Page excerpt:
- - -

4.2 Economic Basis for Accrual Accounting

Principles of Finance4.2 Economic Basis for Accrual Accounting

Learning Outcomes

By the end of this section, you will be able to:

  • Assess the impact of business transactions on cash flow.
  • Define double-entry accounting and explain how it supports the accounting equation.

How and when we record our transactions can have a significant impact on financial statements, especially the income statement (net income). In this section you will explore the impact business transactions have on financial statements under each method. In doing so, you’ll be introduced to double-entry accounting and see how it functions to support the accounting equation.

Timing of Business Activity versus Cash Flow

The first financial statement prepared is the income statement, a statement that shows the organization’s financial performance for a given period of time. We already saw that Chris, who is a sole proprietor, started a summer landscaping business on August 1, 2020. She categorized her business as a service entity and used the cash-basis method of accounting to record the initial operations for her business. Although Chris was using her family’s tractor to get her work done, she was responsible for paying for fuel and any maintenance costs. So, on August 31, Chris realized she had only $250 in her checking account.

- - -

(Coordinate annotation records)
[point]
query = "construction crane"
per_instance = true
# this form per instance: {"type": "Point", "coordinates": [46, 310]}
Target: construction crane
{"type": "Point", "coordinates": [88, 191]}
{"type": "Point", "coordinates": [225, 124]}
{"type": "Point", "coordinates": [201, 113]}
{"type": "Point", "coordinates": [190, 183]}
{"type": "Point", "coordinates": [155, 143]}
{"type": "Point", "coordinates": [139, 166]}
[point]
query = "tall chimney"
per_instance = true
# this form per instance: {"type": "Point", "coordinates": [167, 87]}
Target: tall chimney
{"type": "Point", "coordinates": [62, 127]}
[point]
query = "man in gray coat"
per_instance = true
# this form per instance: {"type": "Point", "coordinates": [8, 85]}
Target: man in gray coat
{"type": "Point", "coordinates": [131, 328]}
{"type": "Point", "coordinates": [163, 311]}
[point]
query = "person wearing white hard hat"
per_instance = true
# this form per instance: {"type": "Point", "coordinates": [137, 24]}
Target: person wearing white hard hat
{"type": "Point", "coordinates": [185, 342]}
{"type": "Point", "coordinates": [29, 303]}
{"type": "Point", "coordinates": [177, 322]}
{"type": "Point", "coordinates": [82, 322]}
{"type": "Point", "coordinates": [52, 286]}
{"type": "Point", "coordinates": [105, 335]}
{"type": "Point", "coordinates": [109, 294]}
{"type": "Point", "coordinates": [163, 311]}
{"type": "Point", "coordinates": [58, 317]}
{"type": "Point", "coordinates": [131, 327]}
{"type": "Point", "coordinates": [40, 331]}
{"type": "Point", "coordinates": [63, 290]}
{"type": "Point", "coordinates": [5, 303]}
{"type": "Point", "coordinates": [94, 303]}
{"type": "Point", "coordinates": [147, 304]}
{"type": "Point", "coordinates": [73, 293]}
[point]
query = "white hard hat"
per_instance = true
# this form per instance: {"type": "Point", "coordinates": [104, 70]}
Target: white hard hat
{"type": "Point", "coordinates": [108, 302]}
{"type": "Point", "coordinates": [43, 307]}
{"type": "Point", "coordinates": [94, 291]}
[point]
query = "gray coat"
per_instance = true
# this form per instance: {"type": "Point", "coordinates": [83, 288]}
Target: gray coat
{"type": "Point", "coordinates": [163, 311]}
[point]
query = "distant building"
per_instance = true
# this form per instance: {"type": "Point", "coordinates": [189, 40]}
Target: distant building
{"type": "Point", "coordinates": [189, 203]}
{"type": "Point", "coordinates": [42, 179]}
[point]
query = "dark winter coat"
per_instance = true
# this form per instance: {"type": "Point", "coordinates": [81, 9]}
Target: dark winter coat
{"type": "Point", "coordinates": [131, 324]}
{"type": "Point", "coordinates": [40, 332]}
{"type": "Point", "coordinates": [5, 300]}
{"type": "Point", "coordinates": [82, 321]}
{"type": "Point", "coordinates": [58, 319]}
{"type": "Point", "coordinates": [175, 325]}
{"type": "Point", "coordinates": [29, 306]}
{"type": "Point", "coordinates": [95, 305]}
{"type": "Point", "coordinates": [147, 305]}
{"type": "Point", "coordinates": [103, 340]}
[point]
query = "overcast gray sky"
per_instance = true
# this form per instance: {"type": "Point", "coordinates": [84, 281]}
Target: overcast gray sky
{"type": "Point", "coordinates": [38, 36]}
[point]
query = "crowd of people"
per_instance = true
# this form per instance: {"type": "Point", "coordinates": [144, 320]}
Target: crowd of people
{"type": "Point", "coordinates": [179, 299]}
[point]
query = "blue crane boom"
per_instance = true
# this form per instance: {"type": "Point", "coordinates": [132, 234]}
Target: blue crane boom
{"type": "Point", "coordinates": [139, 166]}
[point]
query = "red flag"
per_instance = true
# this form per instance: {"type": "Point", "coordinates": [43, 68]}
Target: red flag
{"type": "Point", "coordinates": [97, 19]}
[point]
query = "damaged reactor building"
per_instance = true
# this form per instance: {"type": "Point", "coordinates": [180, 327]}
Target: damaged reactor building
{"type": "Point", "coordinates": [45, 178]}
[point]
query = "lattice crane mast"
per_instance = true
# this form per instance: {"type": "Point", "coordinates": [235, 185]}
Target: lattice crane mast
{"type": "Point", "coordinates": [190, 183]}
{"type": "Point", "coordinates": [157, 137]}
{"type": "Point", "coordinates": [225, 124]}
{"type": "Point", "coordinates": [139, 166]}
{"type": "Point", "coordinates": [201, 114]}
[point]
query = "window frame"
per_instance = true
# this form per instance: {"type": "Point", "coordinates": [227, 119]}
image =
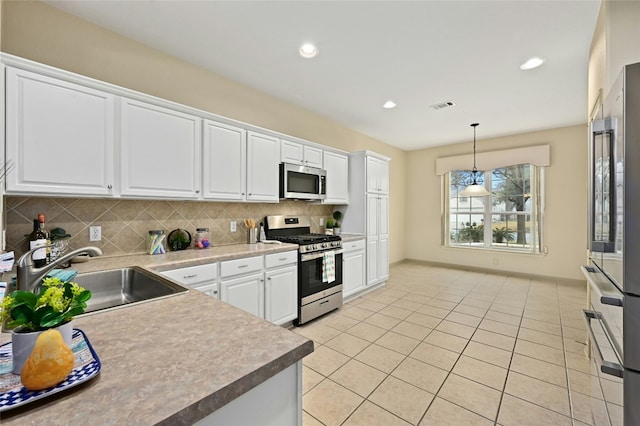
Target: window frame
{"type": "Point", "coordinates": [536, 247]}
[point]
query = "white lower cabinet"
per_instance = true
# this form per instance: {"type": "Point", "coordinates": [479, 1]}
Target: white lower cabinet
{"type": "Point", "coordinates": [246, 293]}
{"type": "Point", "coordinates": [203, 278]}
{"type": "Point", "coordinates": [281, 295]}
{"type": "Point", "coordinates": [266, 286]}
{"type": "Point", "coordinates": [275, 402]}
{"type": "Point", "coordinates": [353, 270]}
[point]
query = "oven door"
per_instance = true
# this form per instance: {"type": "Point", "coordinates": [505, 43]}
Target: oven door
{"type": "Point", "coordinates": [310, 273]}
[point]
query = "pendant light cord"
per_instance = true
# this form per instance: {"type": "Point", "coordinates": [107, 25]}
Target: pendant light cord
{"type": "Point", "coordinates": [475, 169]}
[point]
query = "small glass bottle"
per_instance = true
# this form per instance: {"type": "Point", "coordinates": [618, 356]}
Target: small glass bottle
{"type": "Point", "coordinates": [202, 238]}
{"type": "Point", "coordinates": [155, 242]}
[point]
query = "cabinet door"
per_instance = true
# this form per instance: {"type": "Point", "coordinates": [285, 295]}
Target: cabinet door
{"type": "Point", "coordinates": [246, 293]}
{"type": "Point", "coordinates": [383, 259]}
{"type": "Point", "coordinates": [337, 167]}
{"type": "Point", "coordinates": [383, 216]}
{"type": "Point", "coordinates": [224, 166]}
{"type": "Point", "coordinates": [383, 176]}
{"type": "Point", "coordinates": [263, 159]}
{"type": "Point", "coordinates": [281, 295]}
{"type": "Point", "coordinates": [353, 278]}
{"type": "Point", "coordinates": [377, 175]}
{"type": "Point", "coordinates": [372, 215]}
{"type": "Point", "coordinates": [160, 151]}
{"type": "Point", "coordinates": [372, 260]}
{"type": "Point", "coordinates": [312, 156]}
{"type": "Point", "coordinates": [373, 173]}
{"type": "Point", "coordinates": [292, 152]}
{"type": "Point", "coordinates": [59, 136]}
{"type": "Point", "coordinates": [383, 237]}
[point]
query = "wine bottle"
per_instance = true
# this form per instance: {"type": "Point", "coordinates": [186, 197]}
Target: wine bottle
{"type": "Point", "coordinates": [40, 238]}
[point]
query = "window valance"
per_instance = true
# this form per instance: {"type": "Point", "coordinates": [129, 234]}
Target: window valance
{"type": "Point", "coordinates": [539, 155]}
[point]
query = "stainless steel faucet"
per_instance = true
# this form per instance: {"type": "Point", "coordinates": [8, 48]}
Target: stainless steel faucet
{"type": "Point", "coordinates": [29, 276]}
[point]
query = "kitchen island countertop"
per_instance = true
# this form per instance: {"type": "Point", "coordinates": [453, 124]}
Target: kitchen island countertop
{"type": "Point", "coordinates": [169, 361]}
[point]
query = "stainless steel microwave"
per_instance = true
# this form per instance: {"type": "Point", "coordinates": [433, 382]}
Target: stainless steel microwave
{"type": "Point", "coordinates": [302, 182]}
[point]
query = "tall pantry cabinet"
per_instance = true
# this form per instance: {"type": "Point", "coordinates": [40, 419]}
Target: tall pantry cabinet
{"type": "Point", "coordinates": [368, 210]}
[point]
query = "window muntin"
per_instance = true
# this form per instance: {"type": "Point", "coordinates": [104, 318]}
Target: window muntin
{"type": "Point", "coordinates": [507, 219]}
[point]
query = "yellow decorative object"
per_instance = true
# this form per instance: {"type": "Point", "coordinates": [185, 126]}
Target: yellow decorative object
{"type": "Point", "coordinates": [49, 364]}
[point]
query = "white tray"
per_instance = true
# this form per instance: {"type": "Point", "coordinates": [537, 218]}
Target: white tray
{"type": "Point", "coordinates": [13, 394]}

- - -

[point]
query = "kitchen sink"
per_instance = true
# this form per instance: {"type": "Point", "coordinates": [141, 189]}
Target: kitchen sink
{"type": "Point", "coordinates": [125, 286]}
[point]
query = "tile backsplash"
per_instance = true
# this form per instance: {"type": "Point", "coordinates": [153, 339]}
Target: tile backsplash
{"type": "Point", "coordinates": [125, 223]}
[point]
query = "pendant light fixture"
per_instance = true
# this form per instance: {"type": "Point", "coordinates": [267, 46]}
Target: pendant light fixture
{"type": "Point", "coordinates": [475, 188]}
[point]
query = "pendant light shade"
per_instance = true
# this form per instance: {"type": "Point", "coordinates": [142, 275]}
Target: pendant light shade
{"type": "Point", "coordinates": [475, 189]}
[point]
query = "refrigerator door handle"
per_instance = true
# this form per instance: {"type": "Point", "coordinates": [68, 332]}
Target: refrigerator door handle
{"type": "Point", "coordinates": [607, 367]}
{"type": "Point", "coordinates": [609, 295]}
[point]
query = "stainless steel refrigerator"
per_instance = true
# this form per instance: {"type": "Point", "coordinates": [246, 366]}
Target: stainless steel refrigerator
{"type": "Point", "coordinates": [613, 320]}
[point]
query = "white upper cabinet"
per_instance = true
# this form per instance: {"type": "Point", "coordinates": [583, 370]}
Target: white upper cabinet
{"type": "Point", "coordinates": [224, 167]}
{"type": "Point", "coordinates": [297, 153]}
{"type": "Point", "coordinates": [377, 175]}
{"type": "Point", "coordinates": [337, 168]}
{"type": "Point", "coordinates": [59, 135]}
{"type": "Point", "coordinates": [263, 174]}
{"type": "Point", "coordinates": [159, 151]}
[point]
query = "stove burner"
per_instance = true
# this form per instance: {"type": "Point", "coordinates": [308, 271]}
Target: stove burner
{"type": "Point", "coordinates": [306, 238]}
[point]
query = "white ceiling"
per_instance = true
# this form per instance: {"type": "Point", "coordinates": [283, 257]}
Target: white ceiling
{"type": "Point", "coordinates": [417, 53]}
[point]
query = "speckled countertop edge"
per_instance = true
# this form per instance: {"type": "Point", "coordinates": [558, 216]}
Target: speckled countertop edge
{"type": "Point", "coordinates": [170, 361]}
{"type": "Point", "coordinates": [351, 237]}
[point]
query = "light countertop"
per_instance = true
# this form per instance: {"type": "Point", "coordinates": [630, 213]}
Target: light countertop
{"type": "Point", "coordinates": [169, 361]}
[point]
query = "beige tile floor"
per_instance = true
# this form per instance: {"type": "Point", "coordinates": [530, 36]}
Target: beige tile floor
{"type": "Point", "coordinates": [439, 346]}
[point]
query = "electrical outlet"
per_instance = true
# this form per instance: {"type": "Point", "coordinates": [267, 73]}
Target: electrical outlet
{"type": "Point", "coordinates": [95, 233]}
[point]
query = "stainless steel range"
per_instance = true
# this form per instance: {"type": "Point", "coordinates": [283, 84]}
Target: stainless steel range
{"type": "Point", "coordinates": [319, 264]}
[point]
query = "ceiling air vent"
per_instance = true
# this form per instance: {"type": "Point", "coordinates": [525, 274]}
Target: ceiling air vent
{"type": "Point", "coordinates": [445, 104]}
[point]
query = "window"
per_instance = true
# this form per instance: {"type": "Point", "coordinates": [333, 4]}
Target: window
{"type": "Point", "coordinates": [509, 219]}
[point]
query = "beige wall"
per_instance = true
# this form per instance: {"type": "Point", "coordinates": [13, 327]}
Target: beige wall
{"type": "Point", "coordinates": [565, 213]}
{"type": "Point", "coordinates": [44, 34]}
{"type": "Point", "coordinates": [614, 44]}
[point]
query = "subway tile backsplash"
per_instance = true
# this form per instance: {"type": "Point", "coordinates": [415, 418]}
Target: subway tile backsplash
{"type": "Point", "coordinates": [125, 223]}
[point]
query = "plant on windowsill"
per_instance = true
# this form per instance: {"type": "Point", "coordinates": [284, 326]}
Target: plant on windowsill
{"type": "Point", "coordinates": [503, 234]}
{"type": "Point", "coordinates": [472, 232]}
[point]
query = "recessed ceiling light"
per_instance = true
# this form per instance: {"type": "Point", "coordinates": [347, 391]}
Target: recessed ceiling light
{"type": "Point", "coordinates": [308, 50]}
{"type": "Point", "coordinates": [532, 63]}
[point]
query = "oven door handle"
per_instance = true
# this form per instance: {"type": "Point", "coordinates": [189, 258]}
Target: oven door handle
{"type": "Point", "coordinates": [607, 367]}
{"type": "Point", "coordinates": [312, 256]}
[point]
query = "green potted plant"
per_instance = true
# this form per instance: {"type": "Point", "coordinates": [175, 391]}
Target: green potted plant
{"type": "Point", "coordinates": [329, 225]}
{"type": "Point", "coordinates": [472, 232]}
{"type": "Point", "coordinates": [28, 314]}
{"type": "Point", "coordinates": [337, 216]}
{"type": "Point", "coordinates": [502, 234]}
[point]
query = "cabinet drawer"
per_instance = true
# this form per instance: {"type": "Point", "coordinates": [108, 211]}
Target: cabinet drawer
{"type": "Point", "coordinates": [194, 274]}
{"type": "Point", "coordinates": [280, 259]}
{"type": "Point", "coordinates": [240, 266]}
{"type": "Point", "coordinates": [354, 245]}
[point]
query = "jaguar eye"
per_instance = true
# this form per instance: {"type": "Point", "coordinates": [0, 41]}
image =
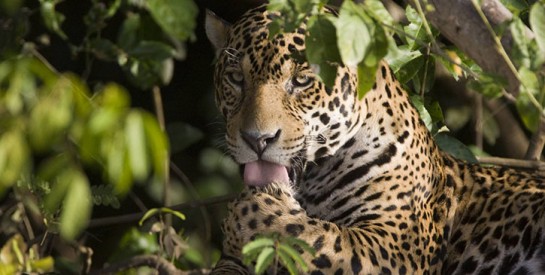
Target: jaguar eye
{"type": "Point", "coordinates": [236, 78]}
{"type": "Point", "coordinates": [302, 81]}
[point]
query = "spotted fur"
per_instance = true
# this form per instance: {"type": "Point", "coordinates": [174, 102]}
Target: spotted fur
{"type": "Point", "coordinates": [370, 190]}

- - -

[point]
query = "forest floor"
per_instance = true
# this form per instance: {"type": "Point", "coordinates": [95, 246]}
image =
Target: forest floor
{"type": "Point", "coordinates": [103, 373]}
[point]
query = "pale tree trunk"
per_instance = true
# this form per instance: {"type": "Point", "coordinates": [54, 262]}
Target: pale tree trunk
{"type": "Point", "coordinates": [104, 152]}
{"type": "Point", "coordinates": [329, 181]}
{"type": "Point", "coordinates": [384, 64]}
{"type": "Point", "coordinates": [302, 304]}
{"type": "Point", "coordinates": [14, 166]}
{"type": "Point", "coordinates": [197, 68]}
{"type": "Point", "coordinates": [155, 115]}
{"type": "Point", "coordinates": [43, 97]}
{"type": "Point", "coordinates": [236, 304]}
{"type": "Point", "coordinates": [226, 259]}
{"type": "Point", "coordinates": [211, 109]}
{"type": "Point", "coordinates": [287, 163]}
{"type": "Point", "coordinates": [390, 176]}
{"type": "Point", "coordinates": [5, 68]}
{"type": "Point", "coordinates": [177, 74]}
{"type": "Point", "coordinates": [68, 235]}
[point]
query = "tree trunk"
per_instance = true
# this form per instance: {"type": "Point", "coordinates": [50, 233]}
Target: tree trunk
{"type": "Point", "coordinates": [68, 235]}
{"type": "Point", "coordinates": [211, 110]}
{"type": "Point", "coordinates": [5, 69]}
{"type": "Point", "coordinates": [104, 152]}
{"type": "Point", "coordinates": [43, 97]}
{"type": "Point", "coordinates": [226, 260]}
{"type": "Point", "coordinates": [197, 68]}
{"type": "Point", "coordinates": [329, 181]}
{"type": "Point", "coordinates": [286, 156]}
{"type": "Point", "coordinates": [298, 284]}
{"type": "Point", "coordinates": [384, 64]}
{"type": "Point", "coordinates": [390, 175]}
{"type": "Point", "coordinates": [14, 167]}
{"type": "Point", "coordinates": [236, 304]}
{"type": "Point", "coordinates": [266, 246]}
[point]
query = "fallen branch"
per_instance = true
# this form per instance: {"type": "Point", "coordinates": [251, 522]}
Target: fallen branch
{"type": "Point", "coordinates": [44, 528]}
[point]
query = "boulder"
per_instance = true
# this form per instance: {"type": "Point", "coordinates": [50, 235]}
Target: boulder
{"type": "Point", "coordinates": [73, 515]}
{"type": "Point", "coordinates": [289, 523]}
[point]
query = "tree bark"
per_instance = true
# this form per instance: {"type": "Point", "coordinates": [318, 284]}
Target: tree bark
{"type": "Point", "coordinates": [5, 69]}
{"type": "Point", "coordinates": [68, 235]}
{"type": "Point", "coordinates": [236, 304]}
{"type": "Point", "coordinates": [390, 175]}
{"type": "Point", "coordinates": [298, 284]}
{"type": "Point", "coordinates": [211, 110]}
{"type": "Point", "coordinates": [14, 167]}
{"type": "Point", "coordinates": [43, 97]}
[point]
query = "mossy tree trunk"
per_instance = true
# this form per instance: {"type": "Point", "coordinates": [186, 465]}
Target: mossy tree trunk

- - -

Instruction:
From the accrual accounting excerpt above, reproduce the passage between "Timing of Business" and "her checking account.", inclusive.

Solution to this problem:
Timing of Business Activity versus Cash Flow

The first financial statement prepared is the income statement, a statement that shows the organization’s financial performance for a given period of time. We already saw that Chris, who is a sole proprietor, started a summer landscaping business on August 1, 2020. She categorized her business as a service entity and used the cash-basis method of accounting to record the initial operations for her business. Although Chris was using her family’s tractor to get her work done, she was responsible for paying for fuel and any maintenance costs. So, on August 31, Chris realized she had only $250 in her checking account.